Desafio a: Selecione cada linha da listagem em que figure a palavra "small", observando a distinção entre maiúsculas e minúsculas.

Artigo:

Análise do termo técnico corrupção,
que no mundo jurídico
tem alguns sentidos muito precisos
Há certas palavras que vão tomando, no vocabulário comum,
acepções mais amplas do que têm em sua significação mais técnica. Uma
delas é o termo “corrupção”, que, no mundo jurídico, tem alguns sentidos
muito precisos; significa, por exemplo, adulterar a qualidade de alguma
coisa, tornando-a maléfica ou imprestável. É o caso do tipo penal do
art. 271 do Código Penal: corrupção de água potável; ou ainda o art.
272, corrupção de substância ou produto alimentício.
Num sentido mais próximo do vulgar, mas ainda bem restrito,
fala-se, no Código Penal, em “corrupção” como o crime daquela pessoa que
oferece ou promete vantagem indevida a funcionário público, para
determiná-lo a praticar, omitir ou retardar ato de ofício: é o art. 333.

(Trechos de conjunto de dados de marcação de pontos)

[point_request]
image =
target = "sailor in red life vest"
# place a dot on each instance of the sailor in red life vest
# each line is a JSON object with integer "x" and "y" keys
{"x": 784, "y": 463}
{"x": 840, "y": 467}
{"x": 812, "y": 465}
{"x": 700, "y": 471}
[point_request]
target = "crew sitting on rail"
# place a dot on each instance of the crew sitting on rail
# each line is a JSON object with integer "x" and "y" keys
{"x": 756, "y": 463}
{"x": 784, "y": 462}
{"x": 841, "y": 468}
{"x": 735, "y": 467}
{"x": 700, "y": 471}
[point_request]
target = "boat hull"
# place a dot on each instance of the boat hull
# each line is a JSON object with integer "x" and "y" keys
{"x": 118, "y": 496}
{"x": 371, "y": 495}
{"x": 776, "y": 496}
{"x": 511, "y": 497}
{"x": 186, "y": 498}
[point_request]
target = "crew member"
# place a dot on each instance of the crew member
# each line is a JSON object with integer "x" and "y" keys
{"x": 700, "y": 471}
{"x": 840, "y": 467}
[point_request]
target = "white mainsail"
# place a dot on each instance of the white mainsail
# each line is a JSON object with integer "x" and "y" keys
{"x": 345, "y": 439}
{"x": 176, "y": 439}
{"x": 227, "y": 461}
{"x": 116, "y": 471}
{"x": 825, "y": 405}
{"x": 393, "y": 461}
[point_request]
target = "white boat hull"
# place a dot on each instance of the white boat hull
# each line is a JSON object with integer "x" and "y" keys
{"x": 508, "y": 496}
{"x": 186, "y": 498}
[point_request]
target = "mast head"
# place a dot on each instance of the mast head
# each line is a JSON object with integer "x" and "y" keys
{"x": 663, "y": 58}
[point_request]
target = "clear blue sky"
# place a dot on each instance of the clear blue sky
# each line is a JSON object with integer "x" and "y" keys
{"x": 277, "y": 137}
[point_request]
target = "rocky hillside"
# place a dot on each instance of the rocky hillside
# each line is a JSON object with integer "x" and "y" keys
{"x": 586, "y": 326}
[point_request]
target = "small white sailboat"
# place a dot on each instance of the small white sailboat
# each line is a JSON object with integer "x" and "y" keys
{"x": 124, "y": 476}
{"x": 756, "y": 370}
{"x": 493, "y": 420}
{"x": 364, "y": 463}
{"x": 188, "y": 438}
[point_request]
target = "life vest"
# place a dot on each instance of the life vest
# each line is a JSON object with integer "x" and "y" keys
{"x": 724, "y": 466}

Desafio b: Redija a continuação do artigo sobre o termo jurídico corrupção, prosseguindo a partir de sua última frase.

Resposta a:
target = "small white sailboat"
# place a dot on each instance of the small white sailboat

Resposta b:
A lei criminaliza ainda o servidor público que aceita tal vantagem ou
promessa no art. 317.
O sentido, aqui, é, no entanto, ainda muito mais restrito que o
sentido vulgar: para considerar alguém corrupto, é necessário provar que
houve efetivamente uma oferta ou promessa de vantagem indevida, que o
recebedor era servidor público, que a vantagem tinha relação com suas
funções e que ele, em qualquer medida, tinha, ao menos em tese, o poder
de praticar o ato que se visava alterar pela oferta da vantagem.
É também neste sentido que a Constituição Federal usa a palavra na
única vez que a menciona no seu texto: é o art. 14, § 10, que considera
impugnáveis os mandatos eletivos obtidos mediante abuso do poder
econômico, corrupção ou fraude.
Não é neste sentido preciso, mas no sentido muito mais largo do seu
uso popular, que o clamor “contra a corrupção” vem mais uma vez se
elevando nas ruas. O uso que se faz ali do termo “corrupção” é muito
mais amplo e abrangente do que o sentido do “nomen juris” de um tipo
penal. É preciso ouvir e compreender essas vozes, para as quais o termo
“corrupção” parece significar, imprecisamente, todo exercício de poder
que se desgarra da sua finalidade republicana de buscar o bem comum.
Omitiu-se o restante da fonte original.